> **Passage**:
Assume that a porous medium can be modeled as a cubic matrix with a dimension \(b\); the walls of each cube are channels of thickness \(\delta\). (a) Determine expressions for the porosity and permeability in terms of \(b\) and \(\delta .\) (b) What is the permeability if \(b=0.1 \mathrm{~m}\) and \(\delta=1 \mathrm{~mm} ?\)

Short Answer

Expert verified
Porosity: \( \phi = \frac{(b-2\delta)^3}{b^3} \). Permeability: \( k = 2.80 \times 10^{-7} \) m² for the given values.

Step by step solution

01

Understand Porosity Definition

Porosity is the ratio of the volume of empty space (voids) to the total volume of the cube. In this cubic model, the voids are the channels between the solid walls, and the total volume is given by the cube's dimension, including both the walls and voids.

> **Short exercise A**:
List every numerical value with a unit that appears in the porous-medium problem.
> **Short exercise B**:
Answer these questions from the porous-medium problem, one line each:
(i) What are the walls of each cube in the model?
(ii) How does the porous-medium problem define porosity?
(iii) What permeability does the short answer give for the stated values?
> **Short exercise C**:
Extend the porous-medium problem by writing what comes after its last sentence.

> **Listing**:

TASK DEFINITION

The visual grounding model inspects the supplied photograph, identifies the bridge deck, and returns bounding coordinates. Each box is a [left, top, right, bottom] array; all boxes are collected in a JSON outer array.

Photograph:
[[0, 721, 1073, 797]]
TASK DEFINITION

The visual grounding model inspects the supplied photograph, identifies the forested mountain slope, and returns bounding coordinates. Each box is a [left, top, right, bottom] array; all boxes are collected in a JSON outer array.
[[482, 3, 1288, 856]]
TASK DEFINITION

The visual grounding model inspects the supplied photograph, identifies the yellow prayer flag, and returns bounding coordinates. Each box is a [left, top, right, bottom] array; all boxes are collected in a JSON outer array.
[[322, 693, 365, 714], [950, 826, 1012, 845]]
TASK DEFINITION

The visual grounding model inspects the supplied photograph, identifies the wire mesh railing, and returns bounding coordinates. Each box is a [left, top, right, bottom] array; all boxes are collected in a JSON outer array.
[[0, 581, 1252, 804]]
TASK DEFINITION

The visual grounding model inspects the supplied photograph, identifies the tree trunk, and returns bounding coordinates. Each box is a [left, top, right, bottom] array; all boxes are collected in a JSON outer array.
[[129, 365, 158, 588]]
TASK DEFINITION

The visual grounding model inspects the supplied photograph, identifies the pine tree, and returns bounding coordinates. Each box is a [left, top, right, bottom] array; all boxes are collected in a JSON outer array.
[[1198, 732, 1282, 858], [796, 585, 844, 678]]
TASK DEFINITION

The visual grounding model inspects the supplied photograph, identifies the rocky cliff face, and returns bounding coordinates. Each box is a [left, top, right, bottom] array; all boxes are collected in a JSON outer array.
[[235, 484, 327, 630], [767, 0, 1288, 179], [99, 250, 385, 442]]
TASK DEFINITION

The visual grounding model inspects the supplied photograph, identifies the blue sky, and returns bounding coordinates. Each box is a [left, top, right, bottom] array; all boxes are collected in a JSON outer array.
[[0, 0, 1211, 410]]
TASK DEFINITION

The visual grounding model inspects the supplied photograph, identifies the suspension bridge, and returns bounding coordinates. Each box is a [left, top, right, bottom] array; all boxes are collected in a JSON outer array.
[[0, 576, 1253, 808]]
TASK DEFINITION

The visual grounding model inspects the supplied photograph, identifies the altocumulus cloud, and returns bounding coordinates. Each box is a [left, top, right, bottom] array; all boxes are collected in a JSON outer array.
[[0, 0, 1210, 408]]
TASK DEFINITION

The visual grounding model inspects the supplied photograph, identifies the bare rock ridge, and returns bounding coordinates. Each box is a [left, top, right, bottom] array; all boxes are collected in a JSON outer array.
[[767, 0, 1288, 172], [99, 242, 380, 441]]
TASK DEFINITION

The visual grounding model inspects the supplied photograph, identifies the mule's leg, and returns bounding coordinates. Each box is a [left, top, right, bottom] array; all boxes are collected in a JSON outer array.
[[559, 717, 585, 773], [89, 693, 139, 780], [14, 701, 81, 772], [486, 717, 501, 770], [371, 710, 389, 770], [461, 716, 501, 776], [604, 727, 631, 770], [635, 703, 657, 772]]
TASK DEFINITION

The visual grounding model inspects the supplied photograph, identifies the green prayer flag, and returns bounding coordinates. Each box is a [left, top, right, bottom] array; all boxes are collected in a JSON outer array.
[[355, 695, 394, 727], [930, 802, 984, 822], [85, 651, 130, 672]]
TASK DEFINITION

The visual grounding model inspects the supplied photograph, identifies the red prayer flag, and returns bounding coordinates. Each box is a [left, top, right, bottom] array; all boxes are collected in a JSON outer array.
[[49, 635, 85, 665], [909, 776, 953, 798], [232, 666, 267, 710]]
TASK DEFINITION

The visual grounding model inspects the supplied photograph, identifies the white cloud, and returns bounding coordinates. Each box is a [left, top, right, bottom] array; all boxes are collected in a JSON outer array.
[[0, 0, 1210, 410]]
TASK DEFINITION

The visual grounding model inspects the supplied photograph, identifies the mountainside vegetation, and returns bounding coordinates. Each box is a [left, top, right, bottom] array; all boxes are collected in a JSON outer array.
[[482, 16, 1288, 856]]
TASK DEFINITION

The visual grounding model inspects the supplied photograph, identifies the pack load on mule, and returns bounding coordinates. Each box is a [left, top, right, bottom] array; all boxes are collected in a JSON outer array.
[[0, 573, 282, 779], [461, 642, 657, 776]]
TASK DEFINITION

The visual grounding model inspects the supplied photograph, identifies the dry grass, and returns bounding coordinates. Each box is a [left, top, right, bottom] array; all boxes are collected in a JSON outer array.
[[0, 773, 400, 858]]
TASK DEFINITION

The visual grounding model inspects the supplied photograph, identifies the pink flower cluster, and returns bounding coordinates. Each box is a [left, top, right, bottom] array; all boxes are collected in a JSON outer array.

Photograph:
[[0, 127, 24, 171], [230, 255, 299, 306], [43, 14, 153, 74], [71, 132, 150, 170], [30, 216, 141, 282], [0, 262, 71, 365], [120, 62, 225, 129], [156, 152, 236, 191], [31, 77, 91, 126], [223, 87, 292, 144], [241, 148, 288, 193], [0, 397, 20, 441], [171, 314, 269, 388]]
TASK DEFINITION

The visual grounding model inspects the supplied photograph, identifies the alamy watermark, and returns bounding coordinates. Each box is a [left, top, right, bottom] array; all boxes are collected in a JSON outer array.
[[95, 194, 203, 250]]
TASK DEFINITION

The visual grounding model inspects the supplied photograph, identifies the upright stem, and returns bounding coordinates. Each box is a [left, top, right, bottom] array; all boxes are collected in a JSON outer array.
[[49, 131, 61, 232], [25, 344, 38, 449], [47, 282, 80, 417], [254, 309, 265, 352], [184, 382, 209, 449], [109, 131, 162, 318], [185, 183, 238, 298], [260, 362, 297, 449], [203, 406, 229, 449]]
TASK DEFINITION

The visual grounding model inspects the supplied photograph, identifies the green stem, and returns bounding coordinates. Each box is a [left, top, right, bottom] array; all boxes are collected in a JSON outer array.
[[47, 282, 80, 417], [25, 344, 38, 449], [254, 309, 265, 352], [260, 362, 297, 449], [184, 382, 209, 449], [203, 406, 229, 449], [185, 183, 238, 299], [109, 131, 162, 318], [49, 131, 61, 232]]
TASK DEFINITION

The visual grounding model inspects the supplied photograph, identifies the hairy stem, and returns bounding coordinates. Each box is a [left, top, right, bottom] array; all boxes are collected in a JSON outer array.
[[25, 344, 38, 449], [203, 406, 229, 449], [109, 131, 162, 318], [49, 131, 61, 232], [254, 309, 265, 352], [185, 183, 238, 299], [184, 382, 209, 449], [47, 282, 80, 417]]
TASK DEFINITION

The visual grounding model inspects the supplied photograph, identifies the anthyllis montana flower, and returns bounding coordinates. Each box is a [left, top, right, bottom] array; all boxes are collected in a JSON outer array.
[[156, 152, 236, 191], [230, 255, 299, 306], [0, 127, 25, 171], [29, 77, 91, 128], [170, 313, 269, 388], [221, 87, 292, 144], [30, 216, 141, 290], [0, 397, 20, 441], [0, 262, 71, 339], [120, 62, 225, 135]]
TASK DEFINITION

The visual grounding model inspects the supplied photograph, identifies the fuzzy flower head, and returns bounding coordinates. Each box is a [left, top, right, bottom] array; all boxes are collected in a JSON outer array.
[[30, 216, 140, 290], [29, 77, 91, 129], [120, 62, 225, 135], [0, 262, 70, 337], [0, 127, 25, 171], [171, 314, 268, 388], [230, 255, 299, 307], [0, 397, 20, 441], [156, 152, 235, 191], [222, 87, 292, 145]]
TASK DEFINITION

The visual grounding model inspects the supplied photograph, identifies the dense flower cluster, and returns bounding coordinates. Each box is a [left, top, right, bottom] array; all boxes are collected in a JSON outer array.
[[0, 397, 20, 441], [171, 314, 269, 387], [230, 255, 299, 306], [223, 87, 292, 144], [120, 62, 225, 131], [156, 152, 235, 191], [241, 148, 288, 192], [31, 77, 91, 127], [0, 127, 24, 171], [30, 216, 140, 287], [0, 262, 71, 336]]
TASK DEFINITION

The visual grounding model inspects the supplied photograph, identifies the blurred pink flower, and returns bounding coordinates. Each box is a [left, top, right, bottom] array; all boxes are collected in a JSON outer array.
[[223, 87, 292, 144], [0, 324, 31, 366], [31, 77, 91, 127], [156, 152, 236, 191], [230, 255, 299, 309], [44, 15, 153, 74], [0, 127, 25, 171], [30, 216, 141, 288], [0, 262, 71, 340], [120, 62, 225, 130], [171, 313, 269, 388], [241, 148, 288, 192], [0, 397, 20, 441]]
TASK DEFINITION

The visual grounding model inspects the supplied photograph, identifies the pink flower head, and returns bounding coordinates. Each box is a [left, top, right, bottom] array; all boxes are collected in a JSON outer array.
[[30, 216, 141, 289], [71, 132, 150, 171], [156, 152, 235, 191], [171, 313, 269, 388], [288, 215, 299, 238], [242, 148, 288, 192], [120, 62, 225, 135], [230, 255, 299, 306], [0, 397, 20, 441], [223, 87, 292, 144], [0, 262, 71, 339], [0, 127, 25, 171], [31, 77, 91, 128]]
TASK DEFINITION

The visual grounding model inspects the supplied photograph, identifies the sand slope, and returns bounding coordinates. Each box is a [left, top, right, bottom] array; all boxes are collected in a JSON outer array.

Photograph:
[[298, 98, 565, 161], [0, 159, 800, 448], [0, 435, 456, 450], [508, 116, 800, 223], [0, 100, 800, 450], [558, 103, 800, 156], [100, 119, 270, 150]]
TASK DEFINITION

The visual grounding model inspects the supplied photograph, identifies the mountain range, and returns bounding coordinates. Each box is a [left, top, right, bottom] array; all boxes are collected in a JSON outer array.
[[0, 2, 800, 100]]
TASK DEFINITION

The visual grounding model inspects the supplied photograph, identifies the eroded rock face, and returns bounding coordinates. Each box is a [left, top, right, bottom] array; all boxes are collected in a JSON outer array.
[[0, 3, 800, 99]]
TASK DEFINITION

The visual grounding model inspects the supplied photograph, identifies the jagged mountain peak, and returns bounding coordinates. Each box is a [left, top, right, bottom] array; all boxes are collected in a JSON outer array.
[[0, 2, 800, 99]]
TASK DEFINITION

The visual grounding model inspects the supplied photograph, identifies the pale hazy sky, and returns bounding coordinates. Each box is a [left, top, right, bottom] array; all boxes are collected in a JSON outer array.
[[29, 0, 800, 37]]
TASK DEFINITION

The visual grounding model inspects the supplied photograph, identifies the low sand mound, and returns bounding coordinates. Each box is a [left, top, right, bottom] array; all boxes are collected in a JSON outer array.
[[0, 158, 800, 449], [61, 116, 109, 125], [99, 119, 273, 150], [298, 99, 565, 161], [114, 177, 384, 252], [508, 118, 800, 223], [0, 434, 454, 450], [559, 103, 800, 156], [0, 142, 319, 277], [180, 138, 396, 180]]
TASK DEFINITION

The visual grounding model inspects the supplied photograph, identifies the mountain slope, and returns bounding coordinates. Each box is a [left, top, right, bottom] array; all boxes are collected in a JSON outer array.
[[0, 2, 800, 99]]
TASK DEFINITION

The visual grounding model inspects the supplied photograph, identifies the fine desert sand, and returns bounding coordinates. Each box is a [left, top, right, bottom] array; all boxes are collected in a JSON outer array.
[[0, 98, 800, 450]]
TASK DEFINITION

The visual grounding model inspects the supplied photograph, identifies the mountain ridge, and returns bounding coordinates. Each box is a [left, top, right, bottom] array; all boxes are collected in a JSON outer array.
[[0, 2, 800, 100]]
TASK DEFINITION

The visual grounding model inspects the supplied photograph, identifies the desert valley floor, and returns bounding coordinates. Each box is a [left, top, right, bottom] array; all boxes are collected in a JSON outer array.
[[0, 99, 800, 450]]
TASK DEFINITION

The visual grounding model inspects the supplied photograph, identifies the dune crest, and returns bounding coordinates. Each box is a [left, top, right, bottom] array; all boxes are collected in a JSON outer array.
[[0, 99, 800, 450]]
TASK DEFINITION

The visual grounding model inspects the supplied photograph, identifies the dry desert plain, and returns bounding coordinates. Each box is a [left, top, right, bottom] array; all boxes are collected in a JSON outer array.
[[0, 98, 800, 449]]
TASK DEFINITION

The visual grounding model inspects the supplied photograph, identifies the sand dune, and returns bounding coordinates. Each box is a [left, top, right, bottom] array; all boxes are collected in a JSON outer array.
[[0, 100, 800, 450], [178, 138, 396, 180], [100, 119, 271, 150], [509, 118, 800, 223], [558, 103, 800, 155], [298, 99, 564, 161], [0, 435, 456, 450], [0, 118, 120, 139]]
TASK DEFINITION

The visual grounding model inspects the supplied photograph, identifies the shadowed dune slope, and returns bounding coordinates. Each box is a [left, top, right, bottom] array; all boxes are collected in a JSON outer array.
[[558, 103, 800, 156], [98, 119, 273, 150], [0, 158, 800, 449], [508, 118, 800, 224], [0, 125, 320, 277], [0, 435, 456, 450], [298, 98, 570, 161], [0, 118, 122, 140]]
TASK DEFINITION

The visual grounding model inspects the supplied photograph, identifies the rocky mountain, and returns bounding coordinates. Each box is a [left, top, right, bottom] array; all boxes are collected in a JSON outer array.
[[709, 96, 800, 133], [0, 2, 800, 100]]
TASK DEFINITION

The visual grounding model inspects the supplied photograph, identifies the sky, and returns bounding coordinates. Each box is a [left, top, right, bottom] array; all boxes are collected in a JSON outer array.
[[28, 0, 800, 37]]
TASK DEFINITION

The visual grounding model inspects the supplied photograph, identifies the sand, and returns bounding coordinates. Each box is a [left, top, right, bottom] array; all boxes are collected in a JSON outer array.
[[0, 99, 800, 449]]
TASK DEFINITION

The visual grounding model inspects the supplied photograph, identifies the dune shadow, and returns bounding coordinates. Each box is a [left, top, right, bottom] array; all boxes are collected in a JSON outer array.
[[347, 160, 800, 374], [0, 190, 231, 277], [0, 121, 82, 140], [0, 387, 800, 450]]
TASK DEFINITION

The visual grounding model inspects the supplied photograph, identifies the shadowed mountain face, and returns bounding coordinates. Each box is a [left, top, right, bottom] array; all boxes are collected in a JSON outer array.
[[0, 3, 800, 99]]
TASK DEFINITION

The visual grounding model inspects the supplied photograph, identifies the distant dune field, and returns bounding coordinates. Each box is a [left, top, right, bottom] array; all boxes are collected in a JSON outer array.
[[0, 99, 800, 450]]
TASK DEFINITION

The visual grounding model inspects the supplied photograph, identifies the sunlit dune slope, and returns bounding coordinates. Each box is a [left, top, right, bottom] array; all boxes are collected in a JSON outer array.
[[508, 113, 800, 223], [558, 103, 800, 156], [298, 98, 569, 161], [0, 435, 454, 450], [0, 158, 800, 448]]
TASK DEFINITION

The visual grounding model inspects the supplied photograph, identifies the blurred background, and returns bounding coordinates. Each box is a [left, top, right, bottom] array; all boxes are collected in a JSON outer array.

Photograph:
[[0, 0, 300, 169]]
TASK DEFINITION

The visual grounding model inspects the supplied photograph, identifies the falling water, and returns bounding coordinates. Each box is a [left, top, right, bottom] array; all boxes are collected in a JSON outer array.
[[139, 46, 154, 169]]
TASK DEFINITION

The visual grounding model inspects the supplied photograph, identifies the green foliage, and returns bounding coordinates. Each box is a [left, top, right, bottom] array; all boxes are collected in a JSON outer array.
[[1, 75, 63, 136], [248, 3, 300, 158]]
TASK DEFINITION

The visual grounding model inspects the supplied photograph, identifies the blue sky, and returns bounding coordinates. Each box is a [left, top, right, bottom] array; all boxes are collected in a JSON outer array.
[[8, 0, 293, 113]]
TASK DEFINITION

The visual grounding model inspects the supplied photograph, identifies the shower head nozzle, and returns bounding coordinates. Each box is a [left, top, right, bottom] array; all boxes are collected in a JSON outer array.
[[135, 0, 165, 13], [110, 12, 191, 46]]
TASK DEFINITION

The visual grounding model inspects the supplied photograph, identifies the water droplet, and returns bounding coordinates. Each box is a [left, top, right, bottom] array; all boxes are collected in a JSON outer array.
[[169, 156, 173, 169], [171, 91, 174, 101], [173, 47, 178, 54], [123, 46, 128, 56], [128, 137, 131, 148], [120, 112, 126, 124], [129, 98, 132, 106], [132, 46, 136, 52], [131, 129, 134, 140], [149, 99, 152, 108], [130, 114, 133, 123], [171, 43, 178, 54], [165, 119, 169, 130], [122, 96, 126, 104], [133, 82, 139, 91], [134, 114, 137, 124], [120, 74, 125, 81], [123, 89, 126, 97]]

> **Exercise output A**:
b = 0.1 m
δ = 1 mm
k = 2.80 × 10⁻⁷ m²

> **Exercise output B**:
(i) Channels of thickness δ.
(ii) The ratio of the volume of empty space (voids) to the total volume of the cube.
(iii) k = 2.80 × 10⁻⁷ m².

> **Exercise output C**:
02

Calculate Porosity Expression

The volume of a single channel is based on the dimensions of the channel within the cubic matrix. For each side of the cube of dimension \(b\), the channel has a width \(\delta\), leading to the void volume. The total cube volume is \(b^3\), with wall thickness \(\delta\). The void within the cube is \((b-2\delta)^3\). The porosity \(\phi\) is given by:\[ \phi = \frac{(b-2\delta)^3}{b^3} \]
03

Understand Permeability Definition

Permeability is a measure of how easily fluid can flow through a porous material. It is a function of both the size and connectivity of the void spaces within the solid material. For this cubic model, it depends on the dimension \(b\), the channel thickness \(\delta\), and also the fluid properties.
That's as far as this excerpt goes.